• [Given instruction]: Convert the entries below into a two-column CSV with the header label_text,coordinates, giving one row for every line that starts with "point:", with that full line in label_text and the points listed under it in coordinates. Wrap each field in double quotes, replace line breaks with spaces, and leave the pictures out.

============

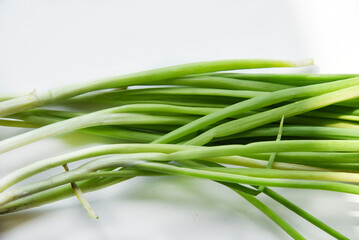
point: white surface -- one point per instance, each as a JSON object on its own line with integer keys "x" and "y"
{"x": 44, "y": 44}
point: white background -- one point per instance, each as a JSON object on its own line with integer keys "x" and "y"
{"x": 44, "y": 44}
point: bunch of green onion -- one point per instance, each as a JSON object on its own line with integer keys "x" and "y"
{"x": 246, "y": 131}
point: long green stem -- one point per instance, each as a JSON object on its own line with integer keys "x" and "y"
{"x": 259, "y": 102}
{"x": 43, "y": 98}
{"x": 275, "y": 114}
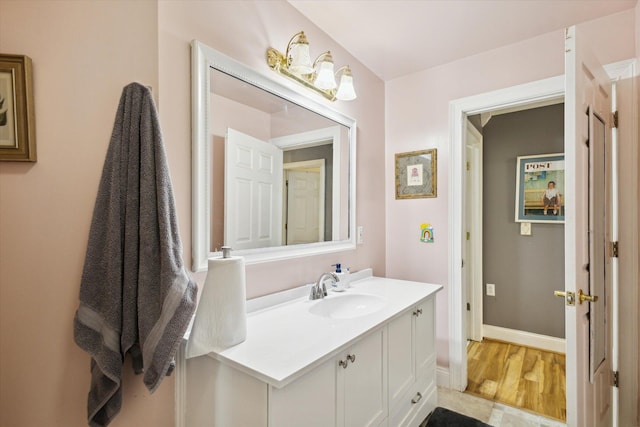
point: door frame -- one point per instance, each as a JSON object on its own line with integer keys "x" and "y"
{"x": 520, "y": 95}
{"x": 473, "y": 199}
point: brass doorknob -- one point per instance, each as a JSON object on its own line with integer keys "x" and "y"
{"x": 584, "y": 297}
{"x": 570, "y": 297}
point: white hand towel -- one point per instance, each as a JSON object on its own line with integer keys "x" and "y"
{"x": 221, "y": 317}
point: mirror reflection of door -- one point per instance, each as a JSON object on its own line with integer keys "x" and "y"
{"x": 304, "y": 202}
{"x": 253, "y": 196}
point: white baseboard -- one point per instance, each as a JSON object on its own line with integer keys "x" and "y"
{"x": 442, "y": 377}
{"x": 180, "y": 386}
{"x": 529, "y": 339}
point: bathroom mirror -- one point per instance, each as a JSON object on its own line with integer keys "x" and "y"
{"x": 273, "y": 170}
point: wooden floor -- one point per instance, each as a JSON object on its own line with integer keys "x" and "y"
{"x": 524, "y": 377}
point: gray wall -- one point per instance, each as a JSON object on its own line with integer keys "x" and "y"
{"x": 313, "y": 153}
{"x": 525, "y": 269}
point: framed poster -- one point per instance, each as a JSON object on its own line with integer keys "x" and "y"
{"x": 540, "y": 193}
{"x": 416, "y": 174}
{"x": 17, "y": 127}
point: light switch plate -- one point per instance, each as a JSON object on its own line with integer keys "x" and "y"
{"x": 525, "y": 228}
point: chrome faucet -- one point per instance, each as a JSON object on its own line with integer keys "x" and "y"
{"x": 319, "y": 290}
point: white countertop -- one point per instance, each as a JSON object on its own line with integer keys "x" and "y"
{"x": 285, "y": 341}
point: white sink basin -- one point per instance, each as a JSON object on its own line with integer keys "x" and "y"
{"x": 347, "y": 306}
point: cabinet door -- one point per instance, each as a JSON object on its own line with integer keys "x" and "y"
{"x": 364, "y": 381}
{"x": 308, "y": 401}
{"x": 401, "y": 356}
{"x": 425, "y": 346}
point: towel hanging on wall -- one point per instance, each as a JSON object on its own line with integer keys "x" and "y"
{"x": 136, "y": 296}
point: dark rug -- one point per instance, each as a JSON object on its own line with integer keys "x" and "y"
{"x": 441, "y": 417}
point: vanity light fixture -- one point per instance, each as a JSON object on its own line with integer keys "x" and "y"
{"x": 318, "y": 75}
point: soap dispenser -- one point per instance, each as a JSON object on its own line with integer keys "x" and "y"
{"x": 343, "y": 276}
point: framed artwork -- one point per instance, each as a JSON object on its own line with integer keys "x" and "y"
{"x": 416, "y": 174}
{"x": 540, "y": 193}
{"x": 17, "y": 123}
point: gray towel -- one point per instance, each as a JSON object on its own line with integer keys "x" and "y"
{"x": 136, "y": 296}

============

• [Worked solution]:
label_text,coordinates
"point: white surface -- one point per instance, each as a JSON object on its own line with integer keys ""x"" and ""y""","{""x"": 44, ""y"": 44}"
"point: white background -- one point per instance, each as a JSON object on its own line with integer keys ""x"" and ""y""","{""x"": 44, ""y"": 44}"
"point: bunch of green onion -- one point per instance, each as a JSON object on its own line with integer keys ""x"" and ""y""","{""x"": 246, ""y"": 131}"
"point: long green stem -- one point per instance, each as a JSON object on its own line with integer keys ""x"" and ""y""","{""x"": 259, ""y"": 102} {""x"": 43, ""y"": 98} {""x"": 275, ""y"": 114}"
"point: door frame -- one point per instance, each as a JSON object on its own line with integer keys ""x"" and ""y""","{""x"": 520, ""y"": 95} {""x"": 473, ""y"": 199}"
"point: brass doorknob -- one point per instance, each as a JSON object on its own line with integer keys ""x"" and ""y""","{""x"": 584, ""y"": 297} {""x"": 570, ""y"": 297}"
"point: white hand towel -- one point per instance, each as a JSON object on its own line with integer keys ""x"" and ""y""","{""x"": 221, ""y"": 317}"
"point: mirror reflection of door -- one point per instance, each as a JSON object on its own line with integer keys ""x"" and ""y""","{""x"": 304, ""y"": 202} {""x"": 253, ""y"": 196}"
"point: white baseboard -- one point per instance, each as a JSON object on its own line with integer keys ""x"" and ""y""","{""x"": 442, ""y"": 377} {""x"": 180, ""y"": 386} {""x"": 529, ""y"": 339}"
"point: bathroom mirror -- one point per instance, each as a JSON object on its own line with integer keys ""x"" and ""y""","{""x"": 273, ""y"": 170}"
"point: wooden floor -- one point per instance, each as a JSON object on its own line with integer keys ""x"" and ""y""","{""x"": 524, ""y"": 377}"
"point: gray wall -- one point per instance, each as a JSON object on its own line with integer keys ""x"" and ""y""","{""x"": 313, ""y"": 153} {""x"": 525, ""y"": 269}"
"point: framed poster -- one point per instance, each as a JSON object on its own line with integer keys ""x"" and ""y""","{""x"": 540, ""y"": 193} {""x"": 416, ""y"": 174} {""x"": 17, ""y"": 127}"
"point: light switch plate -- one point per instance, each as a JSON object on its own line with integer keys ""x"" and ""y""","{""x"": 525, ""y"": 228}"
"point: chrome faucet -- one point per instance, each as a JSON object on its own line with integer keys ""x"" and ""y""","{""x"": 319, ""y"": 290}"
"point: white countertop -- one point per instance, each as a JSON object on its own line with integer keys ""x"" and ""y""","{""x"": 285, ""y"": 341}"
"point: white sink basin -- one point per instance, each as a JSON object on its own line with integer keys ""x"" and ""y""","{""x"": 347, ""y"": 306}"
"point: cabinet door -- one point per instance, each as a JSON object on its own line with integer keys ""x"" and ""y""","{""x"": 364, ""y"": 381} {""x"": 308, ""y"": 401} {""x"": 401, ""y"": 356} {""x"": 425, ""y"": 346}"
"point: towel hanging on wall -- one point per instance, each as a JSON object on its own line with integer keys ""x"" and ""y""","{""x"": 136, ""y"": 296}"
"point: dark rug -- one point per instance, each as a JSON object on its own line with integer keys ""x"" and ""y""","{""x"": 441, ""y"": 417}"
"point: vanity light fixture -- one point per instance, each as a JSON object on its own line with integer keys ""x"" and ""y""","{""x"": 318, ""y"": 75}"
"point: soap dispenser -- one point per instance, each as a JSON object on its own line with integer keys ""x"" and ""y""","{""x"": 343, ""y"": 276}"
"point: framed artwork -- one point per instance, each as a JSON object on its own line with integer keys ""x"" and ""y""","{""x"": 416, ""y"": 174} {""x"": 540, ""y"": 193} {""x"": 17, ""y"": 123}"
"point: gray towel -- one point per instance, each as a JSON object on its own line with integer keys ""x"" and ""y""","{""x"": 136, ""y"": 296}"